OBJECTIVE: Copy out every line of the items below word for word, leaving nothing out and changing nothing.

# Start of GIVEN RECORDS

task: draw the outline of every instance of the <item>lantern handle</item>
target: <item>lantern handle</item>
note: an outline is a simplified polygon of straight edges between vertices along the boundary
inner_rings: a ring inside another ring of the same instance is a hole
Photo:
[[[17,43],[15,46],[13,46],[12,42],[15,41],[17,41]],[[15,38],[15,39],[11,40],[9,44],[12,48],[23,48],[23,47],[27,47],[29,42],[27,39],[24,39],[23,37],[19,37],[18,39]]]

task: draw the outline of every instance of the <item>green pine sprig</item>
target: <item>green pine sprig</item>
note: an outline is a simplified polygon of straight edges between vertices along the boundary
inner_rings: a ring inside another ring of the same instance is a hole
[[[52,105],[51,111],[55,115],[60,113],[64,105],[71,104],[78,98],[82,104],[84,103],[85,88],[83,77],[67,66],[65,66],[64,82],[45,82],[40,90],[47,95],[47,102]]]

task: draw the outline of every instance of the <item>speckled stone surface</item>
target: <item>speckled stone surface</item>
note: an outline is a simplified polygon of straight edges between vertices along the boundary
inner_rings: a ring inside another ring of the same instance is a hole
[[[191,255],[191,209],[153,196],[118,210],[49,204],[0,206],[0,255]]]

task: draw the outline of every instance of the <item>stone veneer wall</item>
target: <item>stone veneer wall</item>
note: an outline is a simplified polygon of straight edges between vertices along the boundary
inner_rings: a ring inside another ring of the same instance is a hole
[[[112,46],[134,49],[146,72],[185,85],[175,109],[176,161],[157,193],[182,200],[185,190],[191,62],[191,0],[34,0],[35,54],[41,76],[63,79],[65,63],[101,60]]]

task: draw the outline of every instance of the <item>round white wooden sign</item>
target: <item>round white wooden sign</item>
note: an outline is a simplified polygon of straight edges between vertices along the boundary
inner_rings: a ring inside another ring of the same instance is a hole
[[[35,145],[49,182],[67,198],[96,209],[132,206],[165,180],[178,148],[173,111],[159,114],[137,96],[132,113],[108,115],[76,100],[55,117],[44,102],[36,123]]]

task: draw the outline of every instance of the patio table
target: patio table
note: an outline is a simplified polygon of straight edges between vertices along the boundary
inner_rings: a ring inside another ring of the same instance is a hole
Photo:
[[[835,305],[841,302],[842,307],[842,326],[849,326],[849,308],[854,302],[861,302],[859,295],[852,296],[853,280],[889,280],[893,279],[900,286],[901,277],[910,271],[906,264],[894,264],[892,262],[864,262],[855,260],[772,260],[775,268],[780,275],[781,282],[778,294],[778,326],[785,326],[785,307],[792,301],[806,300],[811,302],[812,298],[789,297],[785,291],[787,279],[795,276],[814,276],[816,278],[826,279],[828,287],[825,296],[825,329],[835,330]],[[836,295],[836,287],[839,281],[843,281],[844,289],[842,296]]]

# End of GIVEN RECORDS

TASK ANSWER:
task: draw the outline of every instance of the <item>lantern handle</item>
target: <item>lantern handle</item>
note: an outline is a simplified polygon of straight edges between vertices along the boundary
inner_rings: a ring inside another ring of the same instance is a hole
Photo:
[[[17,43],[15,46],[13,46],[12,42],[15,41],[17,41]],[[15,38],[15,39],[11,40],[9,44],[12,48],[23,48],[23,47],[27,47],[29,42],[27,39],[24,39],[23,37],[19,37],[18,39]]]

task: draw the outline of every instance of the <item>green pine sprig</item>
target: <item>green pine sprig</item>
note: an outline is a simplified polygon of straight edges between vertices along the boundary
inner_rings: a ring inside another ring of the same instance is a hole
[[[52,105],[51,111],[55,115],[60,113],[64,105],[71,104],[78,98],[82,104],[84,103],[85,88],[83,77],[67,66],[65,66],[64,82],[45,82],[40,90],[47,95],[47,102]]]

task: draw the outline of every instance of the <item>speckled stone surface</item>
target: <item>speckled stone surface</item>
note: an outline is a simplified polygon of straight edges between vertices along the boundary
inner_rings: a ring inside another ring of the same instance is a hole
[[[191,255],[191,209],[153,196],[118,210],[49,204],[0,206],[0,255]]]

task: draw the outline of every instance of the <item>stone veneer wall</item>
target: <item>stone veneer wall</item>
note: an outline is a simplified polygon of straight edges between vertices along the boundary
inner_rings: a ring inside another ring of the same instance is a hole
[[[112,46],[134,49],[146,72],[185,85],[175,109],[176,161],[157,193],[182,200],[185,190],[191,62],[191,0],[34,0],[35,54],[41,76],[63,79],[65,63],[101,60]]]

task: draw the outline of every instance of the <item>round white wooden sign</item>
target: <item>round white wooden sign</item>
note: an outline is a simplified polygon of straight edges between vertices along the boundary
inner_rings: a ring inside another ring of the same instance is a hole
[[[35,145],[49,182],[67,198],[96,209],[132,206],[165,180],[178,148],[173,111],[159,114],[137,96],[132,113],[108,115],[76,100],[55,117],[44,102],[36,123]]]

task: draw the outline of every instance of the patio table
target: patio table
note: an outline is a simplified polygon of straight edges between vertices along the boundary
inner_rings: a ring inside another ring of the same instance is a hole
Photo:
[[[835,305],[841,302],[842,307],[842,326],[849,326],[849,308],[854,302],[861,302],[859,295],[852,296],[853,280],[889,280],[893,279],[900,286],[901,277],[910,271],[906,264],[894,264],[892,262],[864,262],[855,260],[772,260],[775,268],[780,275],[781,282],[778,294],[778,326],[785,326],[785,307],[792,301],[806,300],[811,302],[812,298],[789,297],[785,291],[787,279],[795,276],[814,276],[816,278],[826,279],[828,287],[825,296],[825,329],[835,330]],[[836,295],[836,287],[839,281],[843,281],[844,289],[842,296]]]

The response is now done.